--- START ---
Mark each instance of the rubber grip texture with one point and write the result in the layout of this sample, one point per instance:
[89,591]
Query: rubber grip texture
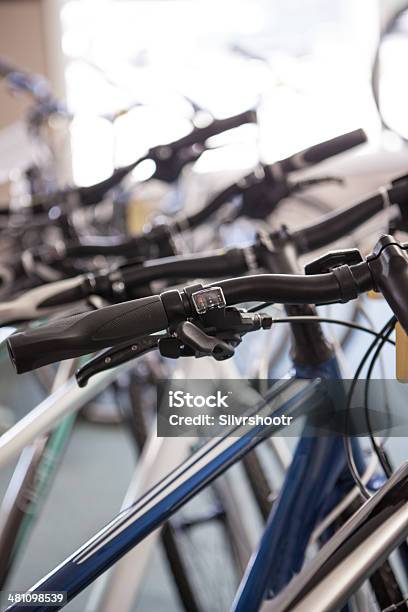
[86,332]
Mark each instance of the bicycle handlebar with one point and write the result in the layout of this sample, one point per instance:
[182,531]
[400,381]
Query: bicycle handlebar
[322,151]
[87,332]
[276,174]
[386,269]
[131,278]
[113,325]
[339,223]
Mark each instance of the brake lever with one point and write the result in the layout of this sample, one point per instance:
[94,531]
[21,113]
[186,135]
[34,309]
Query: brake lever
[191,340]
[111,358]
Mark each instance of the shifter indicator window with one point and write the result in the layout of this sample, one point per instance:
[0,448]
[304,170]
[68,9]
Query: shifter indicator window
[208,299]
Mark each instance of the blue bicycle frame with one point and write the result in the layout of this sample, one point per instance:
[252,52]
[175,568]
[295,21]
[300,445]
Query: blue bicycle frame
[287,397]
[310,489]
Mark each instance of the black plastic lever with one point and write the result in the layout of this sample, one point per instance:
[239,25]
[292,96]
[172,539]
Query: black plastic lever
[106,360]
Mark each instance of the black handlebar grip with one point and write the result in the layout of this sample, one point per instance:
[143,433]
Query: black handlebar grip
[324,150]
[389,268]
[87,332]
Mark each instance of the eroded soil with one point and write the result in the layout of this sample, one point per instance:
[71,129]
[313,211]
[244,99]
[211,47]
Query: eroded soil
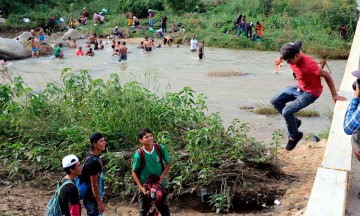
[300,165]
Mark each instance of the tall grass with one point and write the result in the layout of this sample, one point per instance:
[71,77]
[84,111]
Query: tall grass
[37,130]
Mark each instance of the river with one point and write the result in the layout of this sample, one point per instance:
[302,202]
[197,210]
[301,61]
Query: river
[172,68]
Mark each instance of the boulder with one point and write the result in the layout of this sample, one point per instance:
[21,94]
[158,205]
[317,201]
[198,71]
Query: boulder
[74,34]
[24,36]
[64,43]
[44,49]
[11,50]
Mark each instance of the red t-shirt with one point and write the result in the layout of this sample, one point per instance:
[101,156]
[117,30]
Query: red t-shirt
[307,74]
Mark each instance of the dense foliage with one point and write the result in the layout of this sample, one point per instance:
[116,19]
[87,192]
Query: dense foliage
[317,23]
[38,129]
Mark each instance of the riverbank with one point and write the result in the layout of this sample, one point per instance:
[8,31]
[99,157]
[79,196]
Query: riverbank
[300,164]
[315,23]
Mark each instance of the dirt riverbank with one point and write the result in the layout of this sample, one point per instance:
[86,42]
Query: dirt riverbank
[300,164]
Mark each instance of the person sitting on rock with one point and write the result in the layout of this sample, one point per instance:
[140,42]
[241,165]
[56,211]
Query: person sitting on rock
[79,52]
[73,44]
[90,52]
[117,32]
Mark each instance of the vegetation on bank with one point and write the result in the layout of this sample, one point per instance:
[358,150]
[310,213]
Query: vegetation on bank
[315,22]
[38,129]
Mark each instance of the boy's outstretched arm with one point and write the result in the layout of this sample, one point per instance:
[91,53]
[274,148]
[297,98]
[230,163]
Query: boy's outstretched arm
[330,83]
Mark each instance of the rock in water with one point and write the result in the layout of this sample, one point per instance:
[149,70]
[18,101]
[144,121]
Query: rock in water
[74,34]
[11,50]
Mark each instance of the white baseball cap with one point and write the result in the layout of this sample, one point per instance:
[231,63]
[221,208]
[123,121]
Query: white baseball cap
[69,160]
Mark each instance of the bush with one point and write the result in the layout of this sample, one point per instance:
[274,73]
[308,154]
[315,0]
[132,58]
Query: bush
[37,130]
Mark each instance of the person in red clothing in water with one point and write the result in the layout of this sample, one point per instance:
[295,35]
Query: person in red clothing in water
[308,89]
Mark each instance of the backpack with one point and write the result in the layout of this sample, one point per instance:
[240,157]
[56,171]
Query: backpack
[142,158]
[53,207]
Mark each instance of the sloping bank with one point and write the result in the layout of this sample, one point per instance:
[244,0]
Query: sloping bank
[223,168]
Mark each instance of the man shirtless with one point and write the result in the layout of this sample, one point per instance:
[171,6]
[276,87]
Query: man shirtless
[148,45]
[92,39]
[41,35]
[168,40]
[34,47]
[123,52]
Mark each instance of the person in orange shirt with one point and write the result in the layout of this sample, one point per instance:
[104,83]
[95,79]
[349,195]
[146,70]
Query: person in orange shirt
[79,52]
[259,27]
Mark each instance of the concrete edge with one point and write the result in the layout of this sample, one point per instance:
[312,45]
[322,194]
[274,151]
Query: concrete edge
[330,189]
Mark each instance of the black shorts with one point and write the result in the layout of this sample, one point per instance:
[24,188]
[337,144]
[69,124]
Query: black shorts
[201,55]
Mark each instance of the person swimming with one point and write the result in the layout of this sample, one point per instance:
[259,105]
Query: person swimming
[90,52]
[148,45]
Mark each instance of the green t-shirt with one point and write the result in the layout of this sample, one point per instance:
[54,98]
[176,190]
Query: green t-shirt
[57,51]
[152,164]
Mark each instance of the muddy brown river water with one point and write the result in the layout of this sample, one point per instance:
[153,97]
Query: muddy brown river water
[171,69]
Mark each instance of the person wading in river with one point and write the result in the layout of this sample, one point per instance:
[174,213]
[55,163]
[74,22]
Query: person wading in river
[34,47]
[201,50]
[148,45]
[308,89]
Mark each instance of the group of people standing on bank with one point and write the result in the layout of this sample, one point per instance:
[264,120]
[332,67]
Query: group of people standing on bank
[245,28]
[149,167]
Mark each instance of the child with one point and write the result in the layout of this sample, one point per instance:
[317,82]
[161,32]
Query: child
[201,50]
[90,52]
[79,52]
[123,52]
[154,154]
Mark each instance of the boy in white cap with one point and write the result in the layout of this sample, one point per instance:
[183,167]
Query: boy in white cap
[308,89]
[69,198]
[151,18]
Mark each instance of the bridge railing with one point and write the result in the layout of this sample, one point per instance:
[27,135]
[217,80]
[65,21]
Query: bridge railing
[330,190]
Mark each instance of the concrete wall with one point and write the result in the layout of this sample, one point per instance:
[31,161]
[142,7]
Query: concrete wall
[330,190]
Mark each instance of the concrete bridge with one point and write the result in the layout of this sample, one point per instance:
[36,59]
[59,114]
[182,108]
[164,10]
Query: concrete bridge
[337,182]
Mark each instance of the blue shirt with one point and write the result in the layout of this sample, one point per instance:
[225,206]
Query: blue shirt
[352,117]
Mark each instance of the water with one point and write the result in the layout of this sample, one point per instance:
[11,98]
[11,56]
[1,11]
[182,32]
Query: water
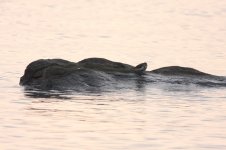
[162,33]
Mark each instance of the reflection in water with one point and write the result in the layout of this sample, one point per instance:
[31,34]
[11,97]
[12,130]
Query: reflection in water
[166,114]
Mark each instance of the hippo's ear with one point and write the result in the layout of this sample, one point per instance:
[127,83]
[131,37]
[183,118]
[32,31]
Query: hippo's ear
[141,67]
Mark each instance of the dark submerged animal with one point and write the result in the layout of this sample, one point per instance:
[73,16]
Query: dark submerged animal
[47,74]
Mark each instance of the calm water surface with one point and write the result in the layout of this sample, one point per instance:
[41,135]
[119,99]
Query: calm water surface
[162,33]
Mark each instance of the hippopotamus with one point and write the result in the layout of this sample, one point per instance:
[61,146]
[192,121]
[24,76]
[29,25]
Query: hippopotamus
[59,74]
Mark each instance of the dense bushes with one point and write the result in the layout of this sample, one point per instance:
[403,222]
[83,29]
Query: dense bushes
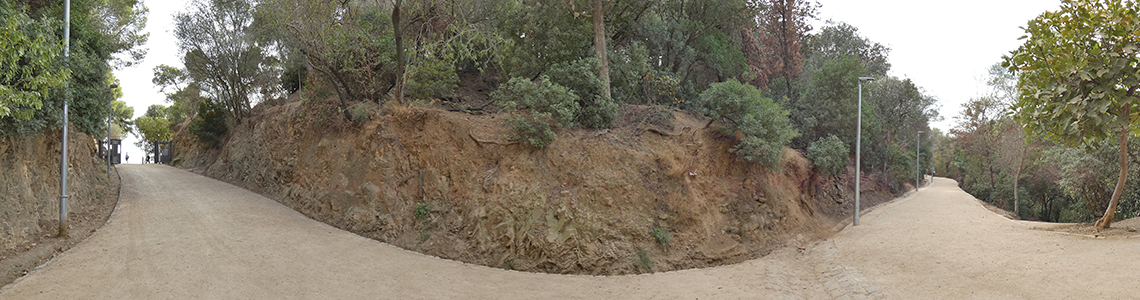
[580,76]
[828,155]
[211,124]
[763,123]
[538,106]
[432,79]
[569,95]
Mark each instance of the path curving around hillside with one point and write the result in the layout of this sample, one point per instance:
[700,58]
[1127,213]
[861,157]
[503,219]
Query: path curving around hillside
[179,235]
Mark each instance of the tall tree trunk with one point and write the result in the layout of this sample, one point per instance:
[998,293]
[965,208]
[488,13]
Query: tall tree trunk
[992,185]
[1017,177]
[600,47]
[1107,220]
[399,51]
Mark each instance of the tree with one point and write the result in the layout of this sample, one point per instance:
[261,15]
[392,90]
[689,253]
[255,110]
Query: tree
[400,64]
[1080,70]
[762,124]
[600,50]
[221,54]
[153,127]
[95,43]
[784,26]
[27,50]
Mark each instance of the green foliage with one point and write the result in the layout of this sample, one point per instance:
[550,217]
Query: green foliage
[1077,71]
[360,112]
[27,49]
[293,78]
[643,260]
[532,129]
[221,56]
[661,235]
[580,76]
[210,127]
[432,79]
[543,97]
[1075,88]
[154,128]
[102,33]
[762,121]
[828,155]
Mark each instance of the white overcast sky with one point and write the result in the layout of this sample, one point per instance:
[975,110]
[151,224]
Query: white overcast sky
[944,47]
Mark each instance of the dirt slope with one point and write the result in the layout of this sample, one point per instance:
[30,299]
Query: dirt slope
[453,185]
[178,235]
[30,199]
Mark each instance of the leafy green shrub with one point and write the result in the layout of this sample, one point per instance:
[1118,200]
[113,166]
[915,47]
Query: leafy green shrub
[546,103]
[662,235]
[360,112]
[762,121]
[520,94]
[828,155]
[580,76]
[211,124]
[293,78]
[643,260]
[532,129]
[432,79]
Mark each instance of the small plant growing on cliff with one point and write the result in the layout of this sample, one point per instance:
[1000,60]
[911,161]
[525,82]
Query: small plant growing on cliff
[422,210]
[531,129]
[211,124]
[763,123]
[828,155]
[662,235]
[538,106]
[643,260]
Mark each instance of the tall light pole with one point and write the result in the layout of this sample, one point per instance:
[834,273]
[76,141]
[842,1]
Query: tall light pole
[111,108]
[63,160]
[858,145]
[918,170]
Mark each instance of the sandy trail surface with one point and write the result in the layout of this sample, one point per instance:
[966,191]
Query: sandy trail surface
[178,235]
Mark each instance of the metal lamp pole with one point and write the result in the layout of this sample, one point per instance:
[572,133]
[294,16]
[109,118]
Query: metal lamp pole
[63,160]
[110,110]
[858,145]
[918,170]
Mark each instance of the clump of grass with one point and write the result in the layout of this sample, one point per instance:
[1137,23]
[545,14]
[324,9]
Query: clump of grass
[662,235]
[643,260]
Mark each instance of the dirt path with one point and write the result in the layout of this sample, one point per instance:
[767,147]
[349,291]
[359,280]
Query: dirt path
[179,235]
[943,244]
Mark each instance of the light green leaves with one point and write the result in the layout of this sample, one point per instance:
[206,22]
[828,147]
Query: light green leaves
[1079,70]
[26,72]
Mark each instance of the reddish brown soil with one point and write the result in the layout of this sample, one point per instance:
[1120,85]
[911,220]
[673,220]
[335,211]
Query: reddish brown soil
[586,204]
[30,208]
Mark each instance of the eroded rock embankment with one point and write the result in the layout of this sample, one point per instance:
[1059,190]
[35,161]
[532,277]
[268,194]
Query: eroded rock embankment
[628,200]
[30,197]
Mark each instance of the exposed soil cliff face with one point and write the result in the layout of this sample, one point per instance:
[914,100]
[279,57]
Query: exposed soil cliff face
[30,199]
[30,205]
[453,185]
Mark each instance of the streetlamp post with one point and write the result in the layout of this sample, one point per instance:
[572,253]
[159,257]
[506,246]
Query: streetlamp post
[858,145]
[63,160]
[918,169]
[111,108]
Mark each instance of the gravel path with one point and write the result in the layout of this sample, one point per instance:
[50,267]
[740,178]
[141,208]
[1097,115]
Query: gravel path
[178,235]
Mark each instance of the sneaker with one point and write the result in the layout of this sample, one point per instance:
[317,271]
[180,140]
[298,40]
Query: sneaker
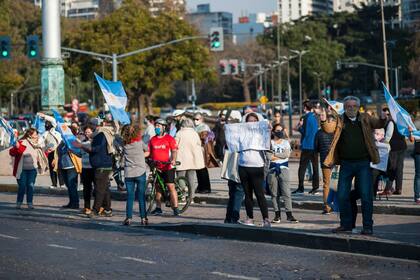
[176,212]
[247,222]
[127,222]
[108,213]
[266,223]
[297,191]
[156,212]
[341,229]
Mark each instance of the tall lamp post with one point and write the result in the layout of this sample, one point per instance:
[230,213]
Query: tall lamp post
[300,54]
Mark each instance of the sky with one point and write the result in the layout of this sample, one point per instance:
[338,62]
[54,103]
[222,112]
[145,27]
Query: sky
[236,7]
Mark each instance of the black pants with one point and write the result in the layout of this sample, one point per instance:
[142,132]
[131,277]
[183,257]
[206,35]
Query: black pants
[203,180]
[305,158]
[88,179]
[395,169]
[252,179]
[102,192]
[53,174]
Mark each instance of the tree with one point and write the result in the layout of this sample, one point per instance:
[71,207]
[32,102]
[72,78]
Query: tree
[144,75]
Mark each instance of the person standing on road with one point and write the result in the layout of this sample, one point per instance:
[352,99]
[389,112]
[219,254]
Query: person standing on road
[51,139]
[308,154]
[396,155]
[28,160]
[323,142]
[163,151]
[278,177]
[251,173]
[190,155]
[353,147]
[134,151]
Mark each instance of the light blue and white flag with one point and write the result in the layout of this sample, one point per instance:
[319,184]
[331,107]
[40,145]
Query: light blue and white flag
[115,97]
[400,116]
[336,106]
[57,116]
[7,128]
[68,137]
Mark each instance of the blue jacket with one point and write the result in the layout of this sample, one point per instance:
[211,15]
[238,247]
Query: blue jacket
[99,156]
[308,131]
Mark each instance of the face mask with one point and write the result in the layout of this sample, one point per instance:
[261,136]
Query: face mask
[278,134]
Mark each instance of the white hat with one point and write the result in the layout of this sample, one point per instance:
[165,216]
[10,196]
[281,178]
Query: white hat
[177,113]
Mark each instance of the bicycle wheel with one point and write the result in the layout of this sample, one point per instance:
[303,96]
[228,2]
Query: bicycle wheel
[150,196]
[183,189]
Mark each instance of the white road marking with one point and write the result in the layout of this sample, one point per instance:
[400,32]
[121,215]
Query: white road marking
[227,275]
[138,260]
[8,236]
[61,247]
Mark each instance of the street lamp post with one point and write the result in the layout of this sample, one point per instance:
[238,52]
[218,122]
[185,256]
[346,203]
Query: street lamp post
[300,54]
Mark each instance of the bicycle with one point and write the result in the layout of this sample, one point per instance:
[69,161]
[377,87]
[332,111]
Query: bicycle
[182,186]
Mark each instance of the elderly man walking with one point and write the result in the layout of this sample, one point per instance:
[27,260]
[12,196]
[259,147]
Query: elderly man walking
[353,148]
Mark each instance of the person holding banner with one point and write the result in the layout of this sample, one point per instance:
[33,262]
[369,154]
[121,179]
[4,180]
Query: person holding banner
[28,160]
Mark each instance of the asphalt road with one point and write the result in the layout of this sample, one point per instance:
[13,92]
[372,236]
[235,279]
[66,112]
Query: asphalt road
[53,244]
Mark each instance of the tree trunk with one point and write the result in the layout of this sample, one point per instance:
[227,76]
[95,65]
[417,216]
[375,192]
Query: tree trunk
[247,93]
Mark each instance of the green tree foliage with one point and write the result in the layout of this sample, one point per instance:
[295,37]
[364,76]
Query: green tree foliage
[148,74]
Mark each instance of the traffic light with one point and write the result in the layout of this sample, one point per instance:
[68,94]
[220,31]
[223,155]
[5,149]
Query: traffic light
[216,39]
[32,49]
[5,47]
[233,65]
[224,67]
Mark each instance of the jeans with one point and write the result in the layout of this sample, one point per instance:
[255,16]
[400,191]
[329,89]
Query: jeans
[236,195]
[361,171]
[280,187]
[252,179]
[305,158]
[136,186]
[26,183]
[88,179]
[70,180]
[417,177]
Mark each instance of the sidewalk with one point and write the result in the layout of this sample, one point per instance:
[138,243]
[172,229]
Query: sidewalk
[397,205]
[394,236]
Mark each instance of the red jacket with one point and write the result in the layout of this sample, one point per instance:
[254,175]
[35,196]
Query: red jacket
[17,153]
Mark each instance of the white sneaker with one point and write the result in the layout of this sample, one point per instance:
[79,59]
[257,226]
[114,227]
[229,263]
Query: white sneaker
[247,222]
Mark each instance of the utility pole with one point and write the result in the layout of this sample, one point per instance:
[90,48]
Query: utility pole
[384,43]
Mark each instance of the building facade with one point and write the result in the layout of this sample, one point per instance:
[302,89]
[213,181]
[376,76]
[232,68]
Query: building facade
[291,10]
[203,19]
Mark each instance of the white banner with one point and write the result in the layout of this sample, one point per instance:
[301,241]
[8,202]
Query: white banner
[383,150]
[248,136]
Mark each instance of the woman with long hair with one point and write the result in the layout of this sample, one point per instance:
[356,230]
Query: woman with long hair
[29,159]
[134,151]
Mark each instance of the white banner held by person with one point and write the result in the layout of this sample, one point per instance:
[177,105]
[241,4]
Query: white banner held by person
[248,136]
[383,150]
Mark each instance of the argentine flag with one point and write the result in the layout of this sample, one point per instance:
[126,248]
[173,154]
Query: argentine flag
[115,97]
[400,116]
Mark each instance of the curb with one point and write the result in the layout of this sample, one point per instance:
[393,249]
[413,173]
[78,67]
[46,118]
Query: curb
[300,239]
[307,205]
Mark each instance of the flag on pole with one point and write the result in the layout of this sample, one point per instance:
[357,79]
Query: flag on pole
[115,97]
[400,116]
[7,128]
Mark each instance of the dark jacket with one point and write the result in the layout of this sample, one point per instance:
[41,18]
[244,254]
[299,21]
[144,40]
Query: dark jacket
[99,156]
[323,142]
--- END ---
● **Task requirements**: All that is needed is the exact run of lines above from the line containing "Mark each instance of the black handlebar" through the line containing "Mark each instance of the eroded soil", both of them included.

● **Response to the exercise**:
Mark each instance of the black handlebar grip with one point and write the result in the layout of this sample, one point per instance:
[143,433]
Query: black handlebar grip
[324,150]
[389,268]
[87,332]
Mark each instance of the eroded soil with one point and write the result in the layout of this sample, one point per instance:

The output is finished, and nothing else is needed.